Requirements. Copy the material starting at the line containing "row of window." and ending with the last line, substituting "location" for "whereabouts" and leaving everything else unchanged.

Saved entries.

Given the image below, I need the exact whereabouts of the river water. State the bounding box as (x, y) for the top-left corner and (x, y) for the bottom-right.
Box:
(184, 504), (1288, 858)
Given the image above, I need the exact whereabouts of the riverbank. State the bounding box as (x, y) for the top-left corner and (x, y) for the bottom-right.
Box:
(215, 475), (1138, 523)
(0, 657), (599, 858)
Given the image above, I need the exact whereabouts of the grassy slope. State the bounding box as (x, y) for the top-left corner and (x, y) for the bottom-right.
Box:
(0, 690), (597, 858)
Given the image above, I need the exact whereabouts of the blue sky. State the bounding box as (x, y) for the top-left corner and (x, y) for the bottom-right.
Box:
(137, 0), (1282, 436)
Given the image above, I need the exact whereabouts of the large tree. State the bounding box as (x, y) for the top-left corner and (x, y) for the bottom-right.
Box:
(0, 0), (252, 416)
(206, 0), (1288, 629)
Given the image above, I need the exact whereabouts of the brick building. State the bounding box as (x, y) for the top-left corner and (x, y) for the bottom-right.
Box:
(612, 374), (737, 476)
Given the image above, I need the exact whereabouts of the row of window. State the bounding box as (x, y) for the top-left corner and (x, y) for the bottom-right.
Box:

Task result.
Given the image above, I need the exact location of the row of window. State the bounding box as (x, y) for the top-left corner and (x, y) for the bottom-right.
Box:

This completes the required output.